> _EXTRACTED TEXT_
In front sits the ultra-modern, and excellent, ArtScience Museum, its curved outcrops shaped to resemble a lotus flower (or an open hand). Behind you’ll find the beguiling Gardens by the Bay, a 100-hectare stretch of exotic vegetation that has no business in a tropical climate, punctuated by giant dancing steel “supertrees” serving a nightly lightshow. The real freakery takes place inside two huge ticketed greenhouses, the technicolor splendor of the Flower Dome and the Cloud Forest, which eerily simulates climbing a mountain. If feels, of course, nothing like a real forest — but an imagined reconstruction by post-apocalyptic survivors.
But Singapore’s architectural and horticultural conjuring is only part of the story. A sense of post-national futurism feels stamped in the spiritual DNA of the place. Singapore has four official languages — but non-native English is the most widely understood, with 80 percent fluency. In this imagined future, a global tongue overcomes all tribalism.
Singapore’s fabled orderliness really is a thing. After a few hours in the country, spotting a discarded cigarette butt feels like proof of a minor insurrection. It’s notable that one selling point of the famed Long Bar at Raffles Hotel — established in 1887 and named after the Brit who founded the city — is being allowed, nay encouraged, to throw peanut shells on the floor, in some arcane colonial ritual. Fun has never felt quite so organized.
Leisure takes place where and when its supposed to, such as on Sentosa — a former POW camp brutally used by the Japanese in World War Two, now a resort island that’s home to 14 hotels, two golf courses, Universal Studios Singapore and the city’s second casino. A five-square-kilometer super-real whirl of primary colors, it’s hard to imagine a more artificial environment outside of Disneyland.


This dreamlike sense of utopia accompanies one across the city. Most unnerving is a visit to the much-hyped Chinatown, Little India and Arab Street — traditional neighborhoods which have been brazenly gentrified into sanitized tourist attractions. Strolling through the former, I look up at rows of brightly colored banners waving from every window of an apartment building. What looked like a vibrant display of individuality unraveled when I realized every banner was of a uniform size and placement.
But this could teach the Gulf’s rapidly modernizing cities a valuable trick: Rather than decimating low-income neighborhoods, often home to colorful communities — give them a clever name and market them as cultural destinations. Who wouldn’t want to visit Mini Manila or Little Lagos, after all?

> _GIVEN DATA_
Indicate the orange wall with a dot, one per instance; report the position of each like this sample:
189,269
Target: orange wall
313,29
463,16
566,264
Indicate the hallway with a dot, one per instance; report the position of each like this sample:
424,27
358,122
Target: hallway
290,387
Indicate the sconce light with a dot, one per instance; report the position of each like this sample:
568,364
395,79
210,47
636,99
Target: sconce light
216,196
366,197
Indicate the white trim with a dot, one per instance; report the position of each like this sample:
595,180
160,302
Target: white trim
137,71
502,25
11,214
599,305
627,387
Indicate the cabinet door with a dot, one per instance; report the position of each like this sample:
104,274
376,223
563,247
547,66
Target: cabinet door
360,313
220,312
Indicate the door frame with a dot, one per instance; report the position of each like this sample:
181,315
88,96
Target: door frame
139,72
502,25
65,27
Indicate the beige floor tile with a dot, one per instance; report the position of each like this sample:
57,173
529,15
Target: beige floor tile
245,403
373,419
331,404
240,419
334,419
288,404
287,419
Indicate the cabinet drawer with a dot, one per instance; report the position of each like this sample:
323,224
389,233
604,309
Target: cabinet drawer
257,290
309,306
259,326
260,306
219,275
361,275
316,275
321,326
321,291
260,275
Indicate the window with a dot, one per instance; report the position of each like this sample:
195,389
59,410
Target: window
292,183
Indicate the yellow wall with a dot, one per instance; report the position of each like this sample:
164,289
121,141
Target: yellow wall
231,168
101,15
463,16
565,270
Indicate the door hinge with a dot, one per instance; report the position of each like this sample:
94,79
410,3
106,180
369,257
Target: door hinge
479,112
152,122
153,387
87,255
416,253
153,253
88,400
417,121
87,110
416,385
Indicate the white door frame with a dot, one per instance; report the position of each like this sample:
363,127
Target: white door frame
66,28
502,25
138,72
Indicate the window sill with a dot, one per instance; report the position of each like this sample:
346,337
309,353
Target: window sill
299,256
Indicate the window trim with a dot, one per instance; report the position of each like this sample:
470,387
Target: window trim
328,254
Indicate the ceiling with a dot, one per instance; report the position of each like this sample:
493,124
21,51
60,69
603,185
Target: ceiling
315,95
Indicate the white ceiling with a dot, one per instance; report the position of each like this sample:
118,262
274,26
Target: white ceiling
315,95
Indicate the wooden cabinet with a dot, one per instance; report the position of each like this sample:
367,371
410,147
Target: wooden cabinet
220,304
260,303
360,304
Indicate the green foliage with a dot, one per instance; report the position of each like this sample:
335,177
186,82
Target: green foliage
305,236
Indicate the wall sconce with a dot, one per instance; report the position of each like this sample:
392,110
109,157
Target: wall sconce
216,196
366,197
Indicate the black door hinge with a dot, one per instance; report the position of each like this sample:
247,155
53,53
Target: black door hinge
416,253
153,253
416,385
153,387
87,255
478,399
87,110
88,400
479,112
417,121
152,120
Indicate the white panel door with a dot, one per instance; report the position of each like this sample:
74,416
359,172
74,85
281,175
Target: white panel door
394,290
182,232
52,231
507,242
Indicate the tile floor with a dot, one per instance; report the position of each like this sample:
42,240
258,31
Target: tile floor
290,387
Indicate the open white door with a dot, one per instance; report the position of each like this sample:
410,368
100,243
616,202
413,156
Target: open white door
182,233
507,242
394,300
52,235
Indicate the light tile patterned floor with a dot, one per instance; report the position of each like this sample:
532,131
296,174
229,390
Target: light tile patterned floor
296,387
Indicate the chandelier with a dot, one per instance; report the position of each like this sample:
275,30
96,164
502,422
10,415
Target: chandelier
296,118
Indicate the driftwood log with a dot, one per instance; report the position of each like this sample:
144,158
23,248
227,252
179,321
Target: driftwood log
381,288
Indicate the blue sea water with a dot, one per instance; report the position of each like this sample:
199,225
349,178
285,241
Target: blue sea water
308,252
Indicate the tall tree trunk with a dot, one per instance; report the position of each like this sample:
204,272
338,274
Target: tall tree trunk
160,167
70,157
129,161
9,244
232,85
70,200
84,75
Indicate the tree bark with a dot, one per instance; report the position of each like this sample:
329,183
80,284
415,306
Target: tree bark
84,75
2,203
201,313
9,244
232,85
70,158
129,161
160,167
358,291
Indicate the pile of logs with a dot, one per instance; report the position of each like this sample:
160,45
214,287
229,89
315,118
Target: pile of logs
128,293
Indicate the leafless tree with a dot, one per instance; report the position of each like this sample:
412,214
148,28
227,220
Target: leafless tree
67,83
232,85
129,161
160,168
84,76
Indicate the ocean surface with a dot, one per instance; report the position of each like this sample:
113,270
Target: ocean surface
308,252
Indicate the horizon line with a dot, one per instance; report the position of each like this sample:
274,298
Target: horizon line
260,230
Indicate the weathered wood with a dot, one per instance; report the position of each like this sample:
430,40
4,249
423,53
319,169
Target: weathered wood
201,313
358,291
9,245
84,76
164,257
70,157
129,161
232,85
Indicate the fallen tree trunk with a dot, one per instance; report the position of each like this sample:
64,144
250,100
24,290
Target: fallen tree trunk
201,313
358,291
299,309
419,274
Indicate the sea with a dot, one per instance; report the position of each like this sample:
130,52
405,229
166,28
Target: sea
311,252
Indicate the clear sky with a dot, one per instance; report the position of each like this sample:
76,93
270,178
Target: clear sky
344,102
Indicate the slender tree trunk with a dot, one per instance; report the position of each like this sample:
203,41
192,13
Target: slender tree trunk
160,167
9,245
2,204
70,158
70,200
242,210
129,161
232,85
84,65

> _EXERCISE INSTRUCTIONS_
1. According to the Singapore text, in what year was the Long Bar at Raffles Hotel established?
2. Rewrite the stretch of the Singapore text from "But Singapore’s architectural" through "quite so organized.", replacing "orderliness" with "tidiness".

> _SET OF ANSWERS_
1. 1887

2.
But Singapore’s architectural and horticultural conjuring is only part of the story. A sense of post-national futurism feels stamped in the spiritual DNA of the place. Singapore has four official languages — but non-native English is the most widely understood, with 80 percent fluency. In this imagined future, a global tongue overcomes all tribalism.
Singapore’s fabled tidiness really is a thing. After a few hours in the country, spotting a discarded cigarette butt feels like proof of a minor insurrection. It’s notable that one selling point of the famed Long Bar at Raffles Hotel — established in 1887 and named after the Brit who founded the city — is being allowed, nay encouraged, to throw peanut shells on the floor, in some arcane colonial ritual. Fun has never felt quite so organized.